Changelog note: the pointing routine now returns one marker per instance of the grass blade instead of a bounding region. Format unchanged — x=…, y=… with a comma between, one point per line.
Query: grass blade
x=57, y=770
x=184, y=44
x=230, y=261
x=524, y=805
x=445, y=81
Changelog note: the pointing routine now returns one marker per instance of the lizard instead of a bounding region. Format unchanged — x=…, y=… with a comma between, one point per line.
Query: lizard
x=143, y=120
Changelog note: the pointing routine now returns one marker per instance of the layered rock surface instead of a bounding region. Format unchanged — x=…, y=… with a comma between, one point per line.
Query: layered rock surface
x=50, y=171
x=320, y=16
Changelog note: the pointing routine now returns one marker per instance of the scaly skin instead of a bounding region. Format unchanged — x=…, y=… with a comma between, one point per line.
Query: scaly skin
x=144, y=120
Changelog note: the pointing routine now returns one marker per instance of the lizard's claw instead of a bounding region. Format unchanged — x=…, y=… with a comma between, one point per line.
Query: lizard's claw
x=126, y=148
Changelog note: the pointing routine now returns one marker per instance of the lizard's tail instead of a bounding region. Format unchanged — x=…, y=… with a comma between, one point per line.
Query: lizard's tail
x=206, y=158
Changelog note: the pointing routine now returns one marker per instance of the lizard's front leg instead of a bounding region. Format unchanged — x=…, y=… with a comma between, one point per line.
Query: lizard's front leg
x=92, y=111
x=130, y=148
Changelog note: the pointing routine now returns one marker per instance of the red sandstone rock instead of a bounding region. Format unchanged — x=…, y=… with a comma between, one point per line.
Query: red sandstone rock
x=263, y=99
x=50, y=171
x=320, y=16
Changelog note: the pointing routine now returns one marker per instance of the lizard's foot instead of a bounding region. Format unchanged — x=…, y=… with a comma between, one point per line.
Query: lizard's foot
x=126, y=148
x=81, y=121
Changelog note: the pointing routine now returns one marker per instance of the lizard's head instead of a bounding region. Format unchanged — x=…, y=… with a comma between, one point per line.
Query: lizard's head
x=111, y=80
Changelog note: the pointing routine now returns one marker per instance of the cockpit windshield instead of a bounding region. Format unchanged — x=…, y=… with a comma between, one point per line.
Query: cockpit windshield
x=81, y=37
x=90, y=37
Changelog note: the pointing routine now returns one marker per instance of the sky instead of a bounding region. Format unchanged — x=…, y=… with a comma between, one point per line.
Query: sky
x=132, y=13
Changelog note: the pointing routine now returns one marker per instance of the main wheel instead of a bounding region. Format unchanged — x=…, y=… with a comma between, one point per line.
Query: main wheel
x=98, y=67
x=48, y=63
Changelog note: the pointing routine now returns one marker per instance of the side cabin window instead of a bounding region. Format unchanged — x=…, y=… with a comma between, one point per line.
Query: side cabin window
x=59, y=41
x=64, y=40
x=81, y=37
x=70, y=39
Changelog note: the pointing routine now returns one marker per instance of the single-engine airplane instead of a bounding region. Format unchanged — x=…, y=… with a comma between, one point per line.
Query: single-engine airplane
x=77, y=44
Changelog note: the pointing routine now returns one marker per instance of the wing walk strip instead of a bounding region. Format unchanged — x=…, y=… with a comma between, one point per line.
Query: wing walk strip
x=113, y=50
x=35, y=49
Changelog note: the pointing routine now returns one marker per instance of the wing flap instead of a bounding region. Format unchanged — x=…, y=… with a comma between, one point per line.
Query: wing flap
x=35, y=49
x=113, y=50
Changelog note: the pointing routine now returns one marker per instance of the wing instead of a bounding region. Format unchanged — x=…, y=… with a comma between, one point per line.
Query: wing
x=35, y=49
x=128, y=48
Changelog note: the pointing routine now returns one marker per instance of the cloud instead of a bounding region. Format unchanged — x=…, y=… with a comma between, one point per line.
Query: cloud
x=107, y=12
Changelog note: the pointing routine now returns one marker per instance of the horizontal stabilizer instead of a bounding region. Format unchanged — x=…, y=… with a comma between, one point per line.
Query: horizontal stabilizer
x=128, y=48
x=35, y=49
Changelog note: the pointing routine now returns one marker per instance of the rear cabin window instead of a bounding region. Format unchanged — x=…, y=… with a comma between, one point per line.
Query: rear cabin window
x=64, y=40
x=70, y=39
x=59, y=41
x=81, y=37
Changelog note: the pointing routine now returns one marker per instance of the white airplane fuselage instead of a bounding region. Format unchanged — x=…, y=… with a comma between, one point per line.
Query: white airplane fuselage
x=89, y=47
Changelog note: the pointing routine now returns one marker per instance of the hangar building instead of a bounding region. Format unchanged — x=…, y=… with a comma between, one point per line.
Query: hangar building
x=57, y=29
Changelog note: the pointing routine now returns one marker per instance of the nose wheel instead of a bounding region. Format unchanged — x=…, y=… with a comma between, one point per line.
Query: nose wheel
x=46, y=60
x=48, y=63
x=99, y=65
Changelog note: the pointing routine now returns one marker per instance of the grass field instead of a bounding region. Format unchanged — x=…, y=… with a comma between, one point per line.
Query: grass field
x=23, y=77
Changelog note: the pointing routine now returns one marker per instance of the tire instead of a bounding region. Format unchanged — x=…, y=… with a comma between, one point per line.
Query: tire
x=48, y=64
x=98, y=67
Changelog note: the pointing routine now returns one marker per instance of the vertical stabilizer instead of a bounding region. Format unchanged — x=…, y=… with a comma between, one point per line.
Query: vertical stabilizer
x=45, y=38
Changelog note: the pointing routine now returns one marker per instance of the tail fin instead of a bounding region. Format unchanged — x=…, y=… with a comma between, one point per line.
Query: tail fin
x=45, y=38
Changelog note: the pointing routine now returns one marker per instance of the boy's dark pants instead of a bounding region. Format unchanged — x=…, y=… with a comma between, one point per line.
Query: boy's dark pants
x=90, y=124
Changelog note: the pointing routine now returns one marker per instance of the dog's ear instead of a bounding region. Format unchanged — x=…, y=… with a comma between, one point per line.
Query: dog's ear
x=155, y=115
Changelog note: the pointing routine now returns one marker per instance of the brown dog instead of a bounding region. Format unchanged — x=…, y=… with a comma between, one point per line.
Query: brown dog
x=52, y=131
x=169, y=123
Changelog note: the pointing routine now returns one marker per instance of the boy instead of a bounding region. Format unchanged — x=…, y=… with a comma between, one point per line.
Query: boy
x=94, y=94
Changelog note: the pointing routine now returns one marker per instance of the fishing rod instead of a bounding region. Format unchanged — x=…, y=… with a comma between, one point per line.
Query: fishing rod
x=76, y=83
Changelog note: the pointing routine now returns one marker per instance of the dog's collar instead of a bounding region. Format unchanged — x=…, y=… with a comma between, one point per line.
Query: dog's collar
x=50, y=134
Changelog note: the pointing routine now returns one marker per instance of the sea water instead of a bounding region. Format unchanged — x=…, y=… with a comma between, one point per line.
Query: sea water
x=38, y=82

==================================================

| Work to be completed |
In the data above, find the line with "Query: lizard's tail" and the line with "the lizard's front". Retype both, plus every line between them, exactly.

| Solution for this problem |
Query: lizard's tail
x=206, y=158
Changelog note: the pointing routine now returns one marker per instance of the lizard's front leg instead of a bounding region. Format unchanged — x=…, y=… with a comma between, one point per line.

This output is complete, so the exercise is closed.